> **WHAT YOU SHOULD DO**: Please count the lines below that contain the string "mesh", treating uppercase and lowercase as different, and give only the number.

> **PROVIDED RECORDS**:

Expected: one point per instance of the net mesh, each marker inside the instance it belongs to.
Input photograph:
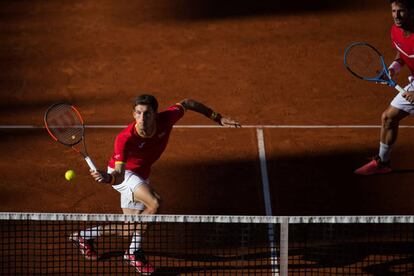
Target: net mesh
(65, 124)
(40, 244)
(363, 61)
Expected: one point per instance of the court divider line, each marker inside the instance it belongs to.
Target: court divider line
(217, 126)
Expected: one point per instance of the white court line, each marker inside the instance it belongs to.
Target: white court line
(267, 200)
(217, 126)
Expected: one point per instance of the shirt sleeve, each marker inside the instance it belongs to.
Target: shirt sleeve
(174, 113)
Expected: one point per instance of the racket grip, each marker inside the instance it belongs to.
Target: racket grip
(90, 163)
(399, 89)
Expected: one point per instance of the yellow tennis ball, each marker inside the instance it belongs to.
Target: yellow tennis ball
(69, 175)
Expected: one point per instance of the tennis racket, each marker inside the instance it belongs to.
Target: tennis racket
(365, 62)
(65, 125)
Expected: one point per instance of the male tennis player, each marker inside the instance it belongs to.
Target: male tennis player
(402, 36)
(136, 148)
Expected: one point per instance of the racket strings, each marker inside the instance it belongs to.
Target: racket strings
(65, 124)
(364, 61)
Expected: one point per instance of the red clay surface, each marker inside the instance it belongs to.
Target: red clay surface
(271, 63)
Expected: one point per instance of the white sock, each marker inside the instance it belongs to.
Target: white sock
(91, 233)
(385, 152)
(135, 243)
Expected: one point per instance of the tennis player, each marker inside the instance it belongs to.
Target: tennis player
(402, 36)
(136, 149)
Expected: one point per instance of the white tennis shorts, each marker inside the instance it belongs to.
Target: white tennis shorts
(131, 182)
(401, 103)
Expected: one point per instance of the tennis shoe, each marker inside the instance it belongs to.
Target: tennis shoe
(139, 262)
(85, 246)
(375, 166)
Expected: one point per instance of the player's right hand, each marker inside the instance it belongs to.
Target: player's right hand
(100, 176)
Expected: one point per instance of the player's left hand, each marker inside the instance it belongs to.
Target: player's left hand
(228, 122)
(409, 96)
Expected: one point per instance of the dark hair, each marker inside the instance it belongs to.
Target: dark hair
(407, 3)
(146, 99)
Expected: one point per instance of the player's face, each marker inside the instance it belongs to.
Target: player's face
(145, 118)
(400, 15)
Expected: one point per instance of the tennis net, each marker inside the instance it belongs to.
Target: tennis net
(44, 244)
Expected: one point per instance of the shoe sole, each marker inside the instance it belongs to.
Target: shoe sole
(137, 269)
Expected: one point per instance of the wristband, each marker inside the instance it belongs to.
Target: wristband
(215, 117)
(112, 181)
(396, 66)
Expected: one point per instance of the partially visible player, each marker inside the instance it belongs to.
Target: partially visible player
(402, 36)
(136, 149)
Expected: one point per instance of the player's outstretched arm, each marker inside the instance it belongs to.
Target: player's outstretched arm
(116, 177)
(208, 112)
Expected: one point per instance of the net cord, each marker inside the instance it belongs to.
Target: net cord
(204, 218)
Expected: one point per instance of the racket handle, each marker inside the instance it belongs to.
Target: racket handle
(399, 89)
(90, 163)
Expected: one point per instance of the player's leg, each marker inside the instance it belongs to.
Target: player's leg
(391, 117)
(137, 199)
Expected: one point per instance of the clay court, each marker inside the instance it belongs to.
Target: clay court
(276, 66)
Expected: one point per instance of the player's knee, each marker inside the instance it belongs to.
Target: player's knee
(388, 121)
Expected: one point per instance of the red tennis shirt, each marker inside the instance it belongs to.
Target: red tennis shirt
(139, 153)
(404, 45)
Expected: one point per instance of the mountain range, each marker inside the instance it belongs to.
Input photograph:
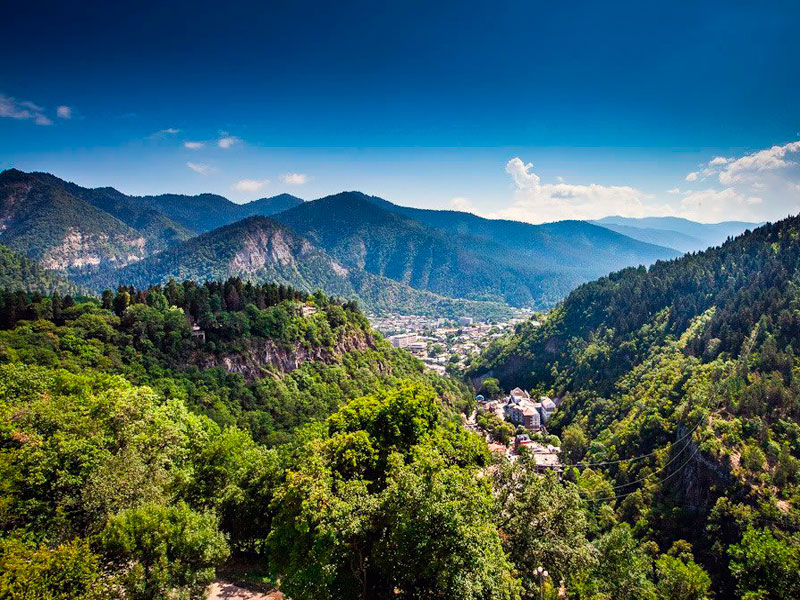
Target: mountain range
(678, 385)
(674, 232)
(349, 244)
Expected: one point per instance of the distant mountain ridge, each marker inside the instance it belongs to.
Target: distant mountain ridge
(674, 232)
(349, 244)
(462, 255)
(261, 249)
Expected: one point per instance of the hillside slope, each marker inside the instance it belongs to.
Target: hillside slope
(461, 255)
(673, 232)
(704, 347)
(260, 249)
(18, 272)
(61, 231)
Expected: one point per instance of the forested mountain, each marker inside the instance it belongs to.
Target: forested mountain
(160, 231)
(461, 255)
(690, 369)
(266, 207)
(673, 232)
(395, 257)
(60, 231)
(140, 453)
(261, 249)
(19, 273)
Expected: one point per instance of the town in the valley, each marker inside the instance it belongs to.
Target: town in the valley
(512, 423)
(441, 343)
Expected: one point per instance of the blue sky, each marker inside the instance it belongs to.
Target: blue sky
(527, 110)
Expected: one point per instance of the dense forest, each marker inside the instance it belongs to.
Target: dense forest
(679, 402)
(153, 437)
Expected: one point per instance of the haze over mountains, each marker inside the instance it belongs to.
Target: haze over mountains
(677, 233)
(348, 244)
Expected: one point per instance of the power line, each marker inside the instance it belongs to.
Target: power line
(676, 471)
(672, 460)
(635, 458)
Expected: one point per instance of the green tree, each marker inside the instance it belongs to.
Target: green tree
(543, 524)
(163, 549)
(680, 578)
(66, 572)
(765, 566)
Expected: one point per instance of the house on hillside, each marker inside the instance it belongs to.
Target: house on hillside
(520, 409)
(198, 333)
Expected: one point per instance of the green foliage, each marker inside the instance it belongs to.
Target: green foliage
(765, 566)
(20, 273)
(387, 504)
(688, 368)
(65, 572)
(544, 524)
(161, 548)
(681, 579)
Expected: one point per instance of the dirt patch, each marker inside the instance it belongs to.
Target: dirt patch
(222, 590)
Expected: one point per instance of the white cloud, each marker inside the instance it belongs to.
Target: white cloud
(163, 133)
(249, 185)
(712, 205)
(200, 168)
(226, 141)
(462, 204)
(294, 178)
(537, 202)
(749, 167)
(762, 185)
(12, 109)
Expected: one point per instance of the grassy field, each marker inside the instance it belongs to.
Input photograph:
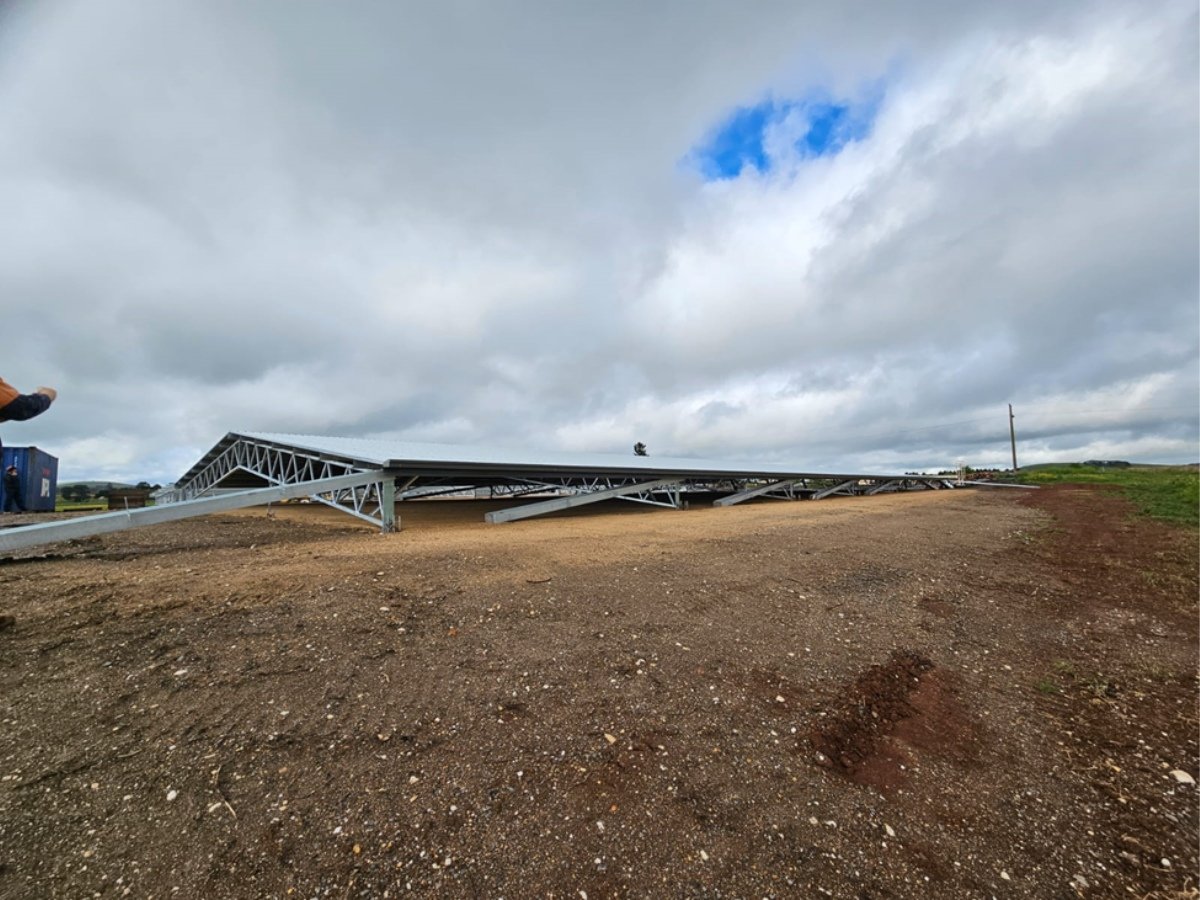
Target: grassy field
(1167, 492)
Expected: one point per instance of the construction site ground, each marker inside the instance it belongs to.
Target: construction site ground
(946, 694)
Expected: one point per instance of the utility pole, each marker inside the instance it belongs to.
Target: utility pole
(1012, 435)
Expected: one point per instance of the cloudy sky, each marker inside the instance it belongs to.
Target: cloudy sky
(840, 234)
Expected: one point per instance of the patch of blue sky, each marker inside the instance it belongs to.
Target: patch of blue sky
(814, 127)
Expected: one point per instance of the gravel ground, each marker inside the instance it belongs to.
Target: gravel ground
(947, 694)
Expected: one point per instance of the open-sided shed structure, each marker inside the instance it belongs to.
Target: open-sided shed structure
(367, 478)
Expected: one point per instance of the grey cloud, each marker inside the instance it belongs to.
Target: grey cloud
(460, 222)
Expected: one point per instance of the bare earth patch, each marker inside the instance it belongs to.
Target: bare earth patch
(947, 694)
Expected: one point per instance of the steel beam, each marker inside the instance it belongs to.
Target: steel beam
(837, 489)
(897, 483)
(580, 499)
(753, 492)
(23, 537)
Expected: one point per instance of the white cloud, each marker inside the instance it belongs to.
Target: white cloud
(465, 225)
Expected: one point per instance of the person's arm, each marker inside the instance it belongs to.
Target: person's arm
(27, 406)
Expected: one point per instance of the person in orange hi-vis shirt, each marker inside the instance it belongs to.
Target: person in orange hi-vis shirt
(17, 406)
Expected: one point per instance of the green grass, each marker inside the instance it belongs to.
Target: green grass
(1167, 492)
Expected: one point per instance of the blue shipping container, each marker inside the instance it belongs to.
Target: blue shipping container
(39, 477)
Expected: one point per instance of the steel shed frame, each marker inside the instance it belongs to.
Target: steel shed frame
(413, 471)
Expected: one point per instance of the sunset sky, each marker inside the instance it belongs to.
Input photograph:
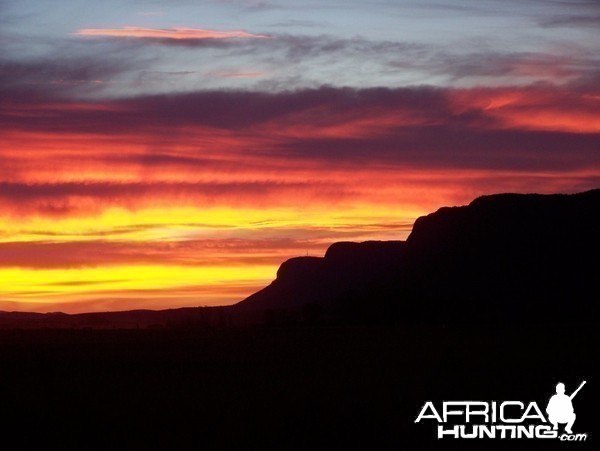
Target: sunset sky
(158, 154)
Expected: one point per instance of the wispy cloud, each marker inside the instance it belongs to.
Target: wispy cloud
(168, 33)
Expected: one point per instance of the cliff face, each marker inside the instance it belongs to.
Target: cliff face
(502, 258)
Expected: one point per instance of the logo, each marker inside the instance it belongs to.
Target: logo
(505, 419)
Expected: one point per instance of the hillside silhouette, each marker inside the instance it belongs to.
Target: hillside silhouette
(506, 257)
(502, 258)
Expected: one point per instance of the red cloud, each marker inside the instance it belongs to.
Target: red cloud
(167, 33)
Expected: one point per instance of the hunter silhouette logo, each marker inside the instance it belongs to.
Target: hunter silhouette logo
(505, 419)
(560, 407)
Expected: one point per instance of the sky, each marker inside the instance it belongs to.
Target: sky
(162, 154)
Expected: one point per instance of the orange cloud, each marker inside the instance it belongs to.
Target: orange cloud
(168, 33)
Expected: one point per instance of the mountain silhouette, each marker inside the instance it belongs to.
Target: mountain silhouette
(506, 257)
(503, 258)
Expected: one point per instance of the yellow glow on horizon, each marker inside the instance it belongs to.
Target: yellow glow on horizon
(47, 286)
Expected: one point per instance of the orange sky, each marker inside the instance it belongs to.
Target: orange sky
(165, 202)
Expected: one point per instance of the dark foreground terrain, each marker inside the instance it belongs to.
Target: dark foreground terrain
(298, 387)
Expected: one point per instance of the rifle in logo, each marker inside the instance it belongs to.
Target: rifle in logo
(560, 407)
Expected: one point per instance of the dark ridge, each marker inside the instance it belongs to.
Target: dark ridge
(507, 258)
(502, 258)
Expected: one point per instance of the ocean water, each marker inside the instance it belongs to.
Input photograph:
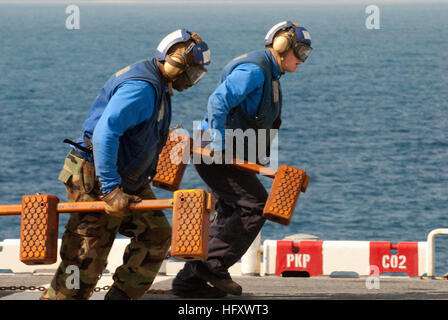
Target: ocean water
(366, 116)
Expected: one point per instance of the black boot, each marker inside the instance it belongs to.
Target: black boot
(226, 285)
(115, 293)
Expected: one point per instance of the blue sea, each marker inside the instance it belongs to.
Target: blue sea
(366, 116)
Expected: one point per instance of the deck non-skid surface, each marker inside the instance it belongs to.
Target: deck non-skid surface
(271, 287)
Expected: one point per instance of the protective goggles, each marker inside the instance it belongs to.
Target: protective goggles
(301, 51)
(195, 73)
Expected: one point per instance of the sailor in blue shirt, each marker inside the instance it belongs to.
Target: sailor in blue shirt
(114, 161)
(248, 97)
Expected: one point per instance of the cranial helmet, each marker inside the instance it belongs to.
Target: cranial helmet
(189, 58)
(286, 35)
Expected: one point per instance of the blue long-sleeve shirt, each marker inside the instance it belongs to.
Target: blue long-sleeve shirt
(244, 87)
(132, 103)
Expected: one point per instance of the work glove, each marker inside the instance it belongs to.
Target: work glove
(117, 202)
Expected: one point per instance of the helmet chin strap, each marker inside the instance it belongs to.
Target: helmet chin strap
(278, 59)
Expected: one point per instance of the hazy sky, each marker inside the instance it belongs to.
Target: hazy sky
(226, 1)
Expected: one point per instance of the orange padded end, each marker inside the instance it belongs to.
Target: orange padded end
(172, 162)
(39, 229)
(285, 191)
(191, 222)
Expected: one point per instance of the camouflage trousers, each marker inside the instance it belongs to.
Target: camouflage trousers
(88, 238)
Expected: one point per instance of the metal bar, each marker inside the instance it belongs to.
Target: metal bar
(242, 164)
(88, 206)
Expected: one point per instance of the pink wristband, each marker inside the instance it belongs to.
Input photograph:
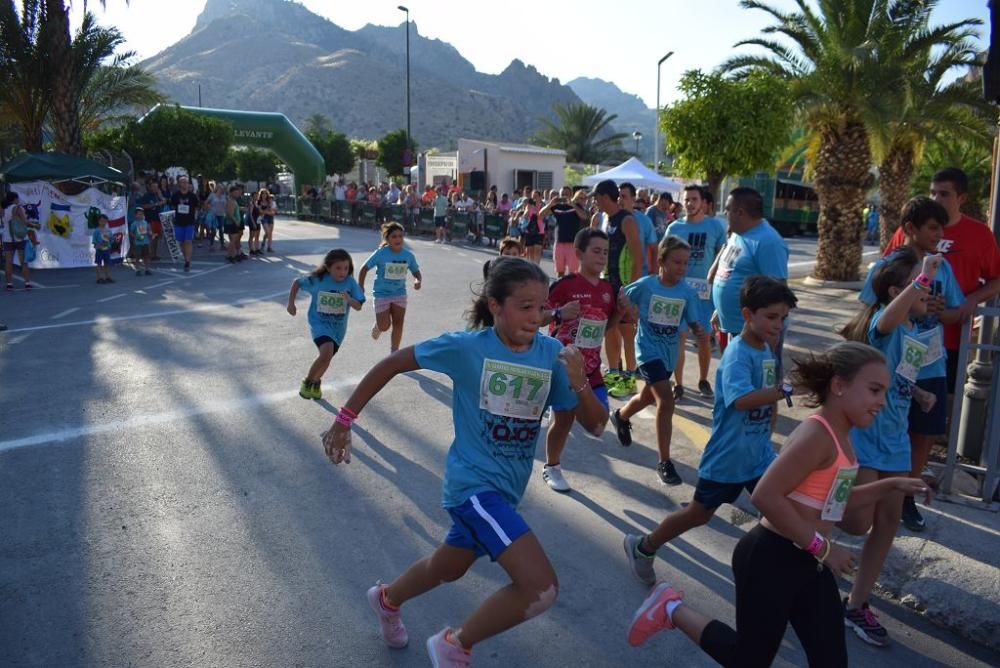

> **RESULT FOR THIS EXERCISE**: 2